# [Task to complete]
Count the lines below that contain the word "water" and give only that number.

Coordinate annotation lines:
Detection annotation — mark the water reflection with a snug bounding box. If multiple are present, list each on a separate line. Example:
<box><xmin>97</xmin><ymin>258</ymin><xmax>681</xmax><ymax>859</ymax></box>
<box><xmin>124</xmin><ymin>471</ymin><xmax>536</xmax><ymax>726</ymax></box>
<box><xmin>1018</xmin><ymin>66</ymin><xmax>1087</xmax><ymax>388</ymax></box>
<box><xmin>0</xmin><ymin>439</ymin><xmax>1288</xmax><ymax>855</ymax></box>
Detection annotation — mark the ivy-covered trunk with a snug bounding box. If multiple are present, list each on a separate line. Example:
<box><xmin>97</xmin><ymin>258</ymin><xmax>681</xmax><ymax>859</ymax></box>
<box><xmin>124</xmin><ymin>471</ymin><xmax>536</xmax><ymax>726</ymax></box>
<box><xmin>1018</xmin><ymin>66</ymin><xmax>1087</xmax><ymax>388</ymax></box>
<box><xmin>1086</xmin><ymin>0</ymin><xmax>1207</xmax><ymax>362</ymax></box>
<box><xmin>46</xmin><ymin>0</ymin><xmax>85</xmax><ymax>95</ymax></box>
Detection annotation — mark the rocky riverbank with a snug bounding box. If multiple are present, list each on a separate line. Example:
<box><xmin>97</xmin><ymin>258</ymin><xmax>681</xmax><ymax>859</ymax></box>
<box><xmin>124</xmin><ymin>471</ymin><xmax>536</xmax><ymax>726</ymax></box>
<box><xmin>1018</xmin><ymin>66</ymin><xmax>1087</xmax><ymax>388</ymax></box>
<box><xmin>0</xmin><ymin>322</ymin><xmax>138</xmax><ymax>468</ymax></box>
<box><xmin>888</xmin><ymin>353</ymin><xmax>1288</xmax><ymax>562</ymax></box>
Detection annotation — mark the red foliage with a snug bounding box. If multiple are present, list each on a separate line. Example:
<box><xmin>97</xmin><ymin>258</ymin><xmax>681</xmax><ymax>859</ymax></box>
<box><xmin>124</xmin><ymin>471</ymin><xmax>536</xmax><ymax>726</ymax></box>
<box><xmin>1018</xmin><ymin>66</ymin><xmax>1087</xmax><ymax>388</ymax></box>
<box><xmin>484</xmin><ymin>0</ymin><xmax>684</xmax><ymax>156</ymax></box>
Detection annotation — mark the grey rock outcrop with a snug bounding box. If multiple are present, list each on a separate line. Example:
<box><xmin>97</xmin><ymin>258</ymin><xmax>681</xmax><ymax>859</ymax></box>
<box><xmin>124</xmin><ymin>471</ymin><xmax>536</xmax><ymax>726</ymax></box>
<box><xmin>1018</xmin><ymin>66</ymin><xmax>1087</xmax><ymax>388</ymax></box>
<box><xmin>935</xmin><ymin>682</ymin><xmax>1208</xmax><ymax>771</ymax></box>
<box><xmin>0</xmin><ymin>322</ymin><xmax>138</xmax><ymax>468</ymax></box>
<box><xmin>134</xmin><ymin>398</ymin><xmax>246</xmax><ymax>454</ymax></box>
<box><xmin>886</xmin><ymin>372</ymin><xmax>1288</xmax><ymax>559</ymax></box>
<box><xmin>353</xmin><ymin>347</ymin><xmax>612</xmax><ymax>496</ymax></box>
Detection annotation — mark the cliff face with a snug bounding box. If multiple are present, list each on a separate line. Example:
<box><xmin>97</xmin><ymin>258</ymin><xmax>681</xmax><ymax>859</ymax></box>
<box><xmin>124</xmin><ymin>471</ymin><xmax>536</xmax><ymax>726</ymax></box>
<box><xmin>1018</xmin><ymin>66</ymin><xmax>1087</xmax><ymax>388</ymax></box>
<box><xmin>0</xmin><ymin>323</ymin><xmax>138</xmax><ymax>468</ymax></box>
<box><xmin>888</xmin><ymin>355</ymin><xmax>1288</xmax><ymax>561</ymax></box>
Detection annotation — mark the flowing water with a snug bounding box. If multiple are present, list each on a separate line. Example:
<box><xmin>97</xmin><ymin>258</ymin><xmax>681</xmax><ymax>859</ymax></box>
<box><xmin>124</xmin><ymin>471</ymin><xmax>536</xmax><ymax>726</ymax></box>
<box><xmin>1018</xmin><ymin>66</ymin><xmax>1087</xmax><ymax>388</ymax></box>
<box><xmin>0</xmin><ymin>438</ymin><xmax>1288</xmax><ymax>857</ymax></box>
...
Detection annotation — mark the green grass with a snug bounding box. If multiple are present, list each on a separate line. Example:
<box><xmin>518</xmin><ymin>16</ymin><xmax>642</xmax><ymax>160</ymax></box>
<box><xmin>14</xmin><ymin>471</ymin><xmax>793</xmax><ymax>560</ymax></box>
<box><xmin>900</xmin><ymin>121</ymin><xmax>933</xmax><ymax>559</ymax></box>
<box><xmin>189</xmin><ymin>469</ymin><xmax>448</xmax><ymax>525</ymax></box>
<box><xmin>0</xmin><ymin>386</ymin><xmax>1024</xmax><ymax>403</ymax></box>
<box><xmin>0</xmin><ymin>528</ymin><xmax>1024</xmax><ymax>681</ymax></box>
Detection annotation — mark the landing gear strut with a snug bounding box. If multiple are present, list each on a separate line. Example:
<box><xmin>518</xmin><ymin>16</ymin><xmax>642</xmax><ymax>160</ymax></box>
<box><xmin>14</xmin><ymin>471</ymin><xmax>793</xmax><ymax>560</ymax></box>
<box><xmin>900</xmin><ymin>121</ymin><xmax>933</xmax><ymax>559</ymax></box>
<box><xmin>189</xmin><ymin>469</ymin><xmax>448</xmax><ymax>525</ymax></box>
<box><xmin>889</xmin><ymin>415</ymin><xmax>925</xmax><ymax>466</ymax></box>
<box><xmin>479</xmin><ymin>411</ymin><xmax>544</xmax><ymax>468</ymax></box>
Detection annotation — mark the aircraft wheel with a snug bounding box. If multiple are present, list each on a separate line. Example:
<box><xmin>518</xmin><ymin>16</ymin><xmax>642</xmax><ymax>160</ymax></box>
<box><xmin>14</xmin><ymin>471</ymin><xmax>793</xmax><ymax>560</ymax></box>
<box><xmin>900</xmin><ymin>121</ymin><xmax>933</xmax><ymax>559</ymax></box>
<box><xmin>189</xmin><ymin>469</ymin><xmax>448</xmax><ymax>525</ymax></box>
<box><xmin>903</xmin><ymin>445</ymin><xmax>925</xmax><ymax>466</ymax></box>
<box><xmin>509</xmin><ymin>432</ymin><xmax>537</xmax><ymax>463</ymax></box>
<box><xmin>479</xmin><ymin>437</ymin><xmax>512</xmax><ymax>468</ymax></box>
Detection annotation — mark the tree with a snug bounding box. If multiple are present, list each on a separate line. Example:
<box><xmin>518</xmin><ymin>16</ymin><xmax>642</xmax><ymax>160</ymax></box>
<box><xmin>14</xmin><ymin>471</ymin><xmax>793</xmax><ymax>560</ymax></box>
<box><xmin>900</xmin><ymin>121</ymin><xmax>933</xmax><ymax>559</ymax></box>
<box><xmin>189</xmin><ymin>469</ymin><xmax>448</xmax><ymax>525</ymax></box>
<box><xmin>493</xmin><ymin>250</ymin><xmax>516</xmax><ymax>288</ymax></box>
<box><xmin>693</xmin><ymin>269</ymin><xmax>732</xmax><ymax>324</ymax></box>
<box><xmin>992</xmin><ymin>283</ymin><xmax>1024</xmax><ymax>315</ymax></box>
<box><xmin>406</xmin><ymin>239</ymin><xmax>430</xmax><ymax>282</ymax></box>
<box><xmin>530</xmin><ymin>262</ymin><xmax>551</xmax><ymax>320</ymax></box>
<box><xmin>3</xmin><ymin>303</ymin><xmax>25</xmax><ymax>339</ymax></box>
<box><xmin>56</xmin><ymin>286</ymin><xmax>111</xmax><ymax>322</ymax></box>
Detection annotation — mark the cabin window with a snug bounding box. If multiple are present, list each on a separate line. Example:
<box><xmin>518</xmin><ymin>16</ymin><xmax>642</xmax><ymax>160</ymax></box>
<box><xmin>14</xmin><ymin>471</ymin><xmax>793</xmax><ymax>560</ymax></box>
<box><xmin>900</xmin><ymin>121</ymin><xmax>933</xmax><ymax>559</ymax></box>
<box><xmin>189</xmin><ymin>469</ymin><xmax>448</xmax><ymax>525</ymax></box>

# [Expected answer]
2